*What the task requires*:
Return all the lines below, exactly as they read.
▼▼▼
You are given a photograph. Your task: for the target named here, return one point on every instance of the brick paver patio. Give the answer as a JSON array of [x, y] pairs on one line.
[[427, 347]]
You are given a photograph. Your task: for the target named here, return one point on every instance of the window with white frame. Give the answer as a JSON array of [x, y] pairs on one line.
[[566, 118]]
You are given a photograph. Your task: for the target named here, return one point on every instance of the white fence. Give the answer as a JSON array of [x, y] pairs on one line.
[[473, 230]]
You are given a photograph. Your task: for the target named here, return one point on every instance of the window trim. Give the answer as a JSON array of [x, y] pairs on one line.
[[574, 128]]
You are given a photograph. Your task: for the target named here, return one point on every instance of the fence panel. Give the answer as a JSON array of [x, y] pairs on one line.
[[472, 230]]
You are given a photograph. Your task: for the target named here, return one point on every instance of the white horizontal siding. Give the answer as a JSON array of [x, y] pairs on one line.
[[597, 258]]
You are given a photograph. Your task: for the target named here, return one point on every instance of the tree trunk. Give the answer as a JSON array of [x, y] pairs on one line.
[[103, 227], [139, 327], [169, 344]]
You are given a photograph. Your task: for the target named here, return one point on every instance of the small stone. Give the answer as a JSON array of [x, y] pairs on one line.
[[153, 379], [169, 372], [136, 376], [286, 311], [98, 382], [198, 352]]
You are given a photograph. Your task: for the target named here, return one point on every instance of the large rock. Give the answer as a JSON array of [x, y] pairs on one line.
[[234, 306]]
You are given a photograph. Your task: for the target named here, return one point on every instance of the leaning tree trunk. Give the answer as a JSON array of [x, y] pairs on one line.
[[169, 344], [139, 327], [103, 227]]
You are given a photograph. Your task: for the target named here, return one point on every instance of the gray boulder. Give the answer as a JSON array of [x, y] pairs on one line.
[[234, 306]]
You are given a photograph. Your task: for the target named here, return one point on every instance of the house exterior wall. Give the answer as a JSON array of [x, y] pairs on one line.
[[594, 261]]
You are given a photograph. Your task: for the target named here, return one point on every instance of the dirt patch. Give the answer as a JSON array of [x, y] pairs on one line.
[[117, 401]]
▲▲▲
*Solution to the exercise*:
You are given a photograph. Your task: for the target named here, return one point on every instance of the brick paver patio. Give the answer as a JSON array of [x, y] pairs on one line.
[[427, 347]]
You are given a photograph. Your task: for the target named here, return one point on every instance of the window with white frame. Give the answer as a JSON array of [x, y] pairs on one line.
[[566, 118]]
You are given a photograph. Your task: for the target named here, return one point on every instance of the white fence. Give the answer as a JSON array of [x, y] pairs on one line.
[[473, 230]]
You are given a photograph. Your task: for the target named here, return one point on every instance of the window trim. Give the answer as a JSON array of [x, y] pairs on one line.
[[574, 128]]
You are given a photograph. Your task: for the target named here, return one point on every instance of the fence panel. Give the answer as a JSON array of [x, y] pairs on one line.
[[472, 230]]
You are given a photograph. Your task: for the target named here, return one point on every instance of the white horizontal siding. Give the answer as a JSON array of [x, y] pairs on one line.
[[597, 258]]
You are given a photograph. Your task: for the target named here, return one point on every instance of the tree trunk. Give the answer as a JSON array of [x, y] pairs on one line.
[[103, 227], [139, 327], [169, 344]]
You are given a photograph. Your task: for the target named here, return one point on every instance of the small stone. Give the answer as a JSON array of [x, y] pairs on one line.
[[153, 379], [169, 372], [136, 376], [286, 311], [98, 382], [198, 352]]
You are given a photograph. Your task: for the target named here, return one point on every instance of the large rock. Give the answer as a JSON array of [x, y] pairs on one line.
[[234, 306]]
You are given a photograph. Your task: for the target named here, return one point on every instance of the leaning tree trunk. Give the answer as a JSON array of [x, y] pairs on one line.
[[169, 344], [139, 327], [103, 227]]
You are given a photograph. Your task: for the target named here, return one point on every instance of the gray boulder. Give the answer as a JSON array of [x, y] pairs on one line.
[[234, 306]]
You are given a photograph. Your task: for the target named here, return one point on every instance of the house exterior wall. Give the answer as a JSON array of [x, y] pairs on one line.
[[594, 261]]
You are given a photograph. Your task: for the target named here, return one point on every instance of the dirt patch. Give the answer as a JSON array of [x, y] pairs on one line.
[[117, 401]]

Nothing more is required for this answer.